Entries taken from a collection:
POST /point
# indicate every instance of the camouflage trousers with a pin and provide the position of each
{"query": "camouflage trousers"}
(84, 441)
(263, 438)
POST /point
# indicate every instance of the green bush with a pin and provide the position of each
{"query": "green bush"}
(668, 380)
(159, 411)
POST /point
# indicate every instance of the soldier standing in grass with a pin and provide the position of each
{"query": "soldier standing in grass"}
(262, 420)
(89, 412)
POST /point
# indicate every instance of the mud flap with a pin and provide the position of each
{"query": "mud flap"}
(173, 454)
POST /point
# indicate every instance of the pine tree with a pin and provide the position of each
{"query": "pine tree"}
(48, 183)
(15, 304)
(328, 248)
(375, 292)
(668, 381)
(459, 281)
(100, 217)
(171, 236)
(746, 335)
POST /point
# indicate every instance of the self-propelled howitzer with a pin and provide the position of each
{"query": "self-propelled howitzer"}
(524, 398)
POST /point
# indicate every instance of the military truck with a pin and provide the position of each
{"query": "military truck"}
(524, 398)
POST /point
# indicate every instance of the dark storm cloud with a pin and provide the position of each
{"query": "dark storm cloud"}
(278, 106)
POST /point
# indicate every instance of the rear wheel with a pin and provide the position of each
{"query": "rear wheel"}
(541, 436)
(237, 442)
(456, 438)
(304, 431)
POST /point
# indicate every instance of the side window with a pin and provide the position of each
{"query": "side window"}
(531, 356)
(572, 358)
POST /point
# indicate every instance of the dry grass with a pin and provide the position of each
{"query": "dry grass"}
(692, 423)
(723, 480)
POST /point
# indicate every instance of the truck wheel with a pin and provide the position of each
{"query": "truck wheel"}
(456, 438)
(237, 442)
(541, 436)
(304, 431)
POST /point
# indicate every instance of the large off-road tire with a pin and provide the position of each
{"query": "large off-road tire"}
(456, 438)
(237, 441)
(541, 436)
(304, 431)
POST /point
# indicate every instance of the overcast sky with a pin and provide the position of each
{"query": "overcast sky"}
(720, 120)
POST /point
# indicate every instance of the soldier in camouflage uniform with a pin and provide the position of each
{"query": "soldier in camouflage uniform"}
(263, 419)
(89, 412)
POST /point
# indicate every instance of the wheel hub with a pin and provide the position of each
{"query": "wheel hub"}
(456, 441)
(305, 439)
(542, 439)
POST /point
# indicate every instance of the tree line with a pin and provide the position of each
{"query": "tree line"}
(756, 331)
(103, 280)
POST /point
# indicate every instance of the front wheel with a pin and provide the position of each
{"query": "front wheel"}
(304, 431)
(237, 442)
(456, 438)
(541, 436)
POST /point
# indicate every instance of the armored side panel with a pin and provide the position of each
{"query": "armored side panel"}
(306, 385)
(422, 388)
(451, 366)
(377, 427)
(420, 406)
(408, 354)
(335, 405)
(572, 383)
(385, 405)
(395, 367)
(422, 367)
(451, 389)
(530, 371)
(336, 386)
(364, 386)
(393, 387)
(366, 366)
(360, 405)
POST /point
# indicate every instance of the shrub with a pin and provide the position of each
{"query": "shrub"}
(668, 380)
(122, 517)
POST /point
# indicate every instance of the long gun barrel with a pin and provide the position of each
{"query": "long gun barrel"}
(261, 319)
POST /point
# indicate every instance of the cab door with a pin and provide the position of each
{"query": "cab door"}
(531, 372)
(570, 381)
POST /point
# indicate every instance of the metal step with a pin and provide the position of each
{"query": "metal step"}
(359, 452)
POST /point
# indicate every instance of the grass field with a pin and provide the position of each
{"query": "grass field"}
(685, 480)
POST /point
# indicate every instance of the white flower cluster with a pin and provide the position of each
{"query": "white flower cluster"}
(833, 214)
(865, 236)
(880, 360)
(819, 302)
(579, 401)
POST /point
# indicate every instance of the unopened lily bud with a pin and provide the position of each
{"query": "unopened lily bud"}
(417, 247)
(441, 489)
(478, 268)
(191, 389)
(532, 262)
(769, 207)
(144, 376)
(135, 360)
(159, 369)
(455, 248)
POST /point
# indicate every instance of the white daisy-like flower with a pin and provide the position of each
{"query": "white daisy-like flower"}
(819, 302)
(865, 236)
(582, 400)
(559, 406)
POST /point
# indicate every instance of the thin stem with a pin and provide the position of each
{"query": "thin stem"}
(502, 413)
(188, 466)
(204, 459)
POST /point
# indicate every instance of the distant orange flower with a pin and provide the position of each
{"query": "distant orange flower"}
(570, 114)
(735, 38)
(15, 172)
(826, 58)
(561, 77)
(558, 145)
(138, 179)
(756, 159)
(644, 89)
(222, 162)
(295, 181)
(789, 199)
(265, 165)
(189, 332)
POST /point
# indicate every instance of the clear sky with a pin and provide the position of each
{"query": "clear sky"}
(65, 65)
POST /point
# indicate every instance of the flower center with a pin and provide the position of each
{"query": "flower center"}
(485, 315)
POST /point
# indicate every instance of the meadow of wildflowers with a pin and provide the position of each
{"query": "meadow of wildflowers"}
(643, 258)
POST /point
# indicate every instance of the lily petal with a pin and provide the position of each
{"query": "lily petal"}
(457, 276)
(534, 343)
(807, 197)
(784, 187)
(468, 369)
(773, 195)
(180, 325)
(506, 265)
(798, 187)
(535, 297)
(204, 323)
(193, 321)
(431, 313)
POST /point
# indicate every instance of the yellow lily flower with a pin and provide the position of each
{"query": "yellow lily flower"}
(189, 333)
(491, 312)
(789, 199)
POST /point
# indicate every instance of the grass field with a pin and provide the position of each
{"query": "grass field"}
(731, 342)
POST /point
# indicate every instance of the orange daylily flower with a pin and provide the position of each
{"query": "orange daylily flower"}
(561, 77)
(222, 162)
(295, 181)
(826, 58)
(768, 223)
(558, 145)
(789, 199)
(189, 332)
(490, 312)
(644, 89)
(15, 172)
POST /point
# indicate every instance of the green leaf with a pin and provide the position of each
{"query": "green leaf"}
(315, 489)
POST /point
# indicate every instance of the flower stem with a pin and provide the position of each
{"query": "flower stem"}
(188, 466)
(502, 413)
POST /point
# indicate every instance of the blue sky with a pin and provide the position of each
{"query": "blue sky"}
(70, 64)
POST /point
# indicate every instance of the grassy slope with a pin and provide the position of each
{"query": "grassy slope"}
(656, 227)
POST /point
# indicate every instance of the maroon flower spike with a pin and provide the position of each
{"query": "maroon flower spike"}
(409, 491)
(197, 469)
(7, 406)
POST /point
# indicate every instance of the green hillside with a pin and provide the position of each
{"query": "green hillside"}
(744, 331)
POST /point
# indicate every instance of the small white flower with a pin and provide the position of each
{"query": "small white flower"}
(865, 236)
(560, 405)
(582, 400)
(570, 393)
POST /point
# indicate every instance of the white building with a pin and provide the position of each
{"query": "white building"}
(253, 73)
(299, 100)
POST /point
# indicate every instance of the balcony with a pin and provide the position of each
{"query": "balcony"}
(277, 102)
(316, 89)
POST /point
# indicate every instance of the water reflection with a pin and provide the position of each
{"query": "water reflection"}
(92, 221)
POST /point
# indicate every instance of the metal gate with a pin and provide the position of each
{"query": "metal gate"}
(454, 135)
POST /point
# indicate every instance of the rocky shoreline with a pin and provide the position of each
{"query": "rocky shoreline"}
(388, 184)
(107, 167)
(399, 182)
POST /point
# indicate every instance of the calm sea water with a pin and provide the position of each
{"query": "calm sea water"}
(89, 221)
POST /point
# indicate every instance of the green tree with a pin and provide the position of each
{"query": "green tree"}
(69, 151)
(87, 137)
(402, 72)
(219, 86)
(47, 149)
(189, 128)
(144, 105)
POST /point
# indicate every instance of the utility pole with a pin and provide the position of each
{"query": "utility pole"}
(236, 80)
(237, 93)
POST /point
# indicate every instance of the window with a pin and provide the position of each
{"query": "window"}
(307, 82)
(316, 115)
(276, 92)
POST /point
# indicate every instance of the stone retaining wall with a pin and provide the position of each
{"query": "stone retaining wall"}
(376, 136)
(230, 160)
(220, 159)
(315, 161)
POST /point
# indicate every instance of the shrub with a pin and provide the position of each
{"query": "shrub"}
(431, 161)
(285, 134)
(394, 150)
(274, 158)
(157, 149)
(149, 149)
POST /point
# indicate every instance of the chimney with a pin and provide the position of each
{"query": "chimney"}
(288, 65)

■ TASK REQUIREMENTS
Copy, please, every line from the start of the entries down to the line that holds "# indicate every instance of the dark", with both of those lines included and no others.

■ EXERCISE OUTPUT
POST /point
# indicate every instance of the camouflage trousers with a pin and provide the position of each
{"query": "camouflage trousers"}
(84, 441)
(263, 438)
POST /point
# indicate every instance of the green bush with a pin and provide the position of each
{"query": "green bush"}
(668, 380)
(159, 411)
POST /point
# indicate every instance of the soldier standing in grass with a pin and provide the position of each
{"query": "soldier standing in grass"}
(262, 420)
(89, 412)
POST /point
# indicate every instance of the mud flap with a pin and provide the position of each
{"query": "mud flap"}
(173, 454)
POST /point
# indicate every instance of the pine tree with a pin and provide the position of each
{"query": "pine tree"}
(48, 183)
(15, 304)
(328, 248)
(375, 292)
(668, 381)
(459, 281)
(100, 217)
(171, 236)
(746, 335)
POST /point
# indicate every instance of the self-propelled howitzer with a pin and provide the position of each
{"query": "self-propelled howitzer"}
(524, 398)
POST /point
# indicate every instance of the military truck with a pin and provide the position of each
{"query": "military truck"}
(524, 398)
POST /point
# indicate every instance of the dark storm cloud with a pin and provide the position of each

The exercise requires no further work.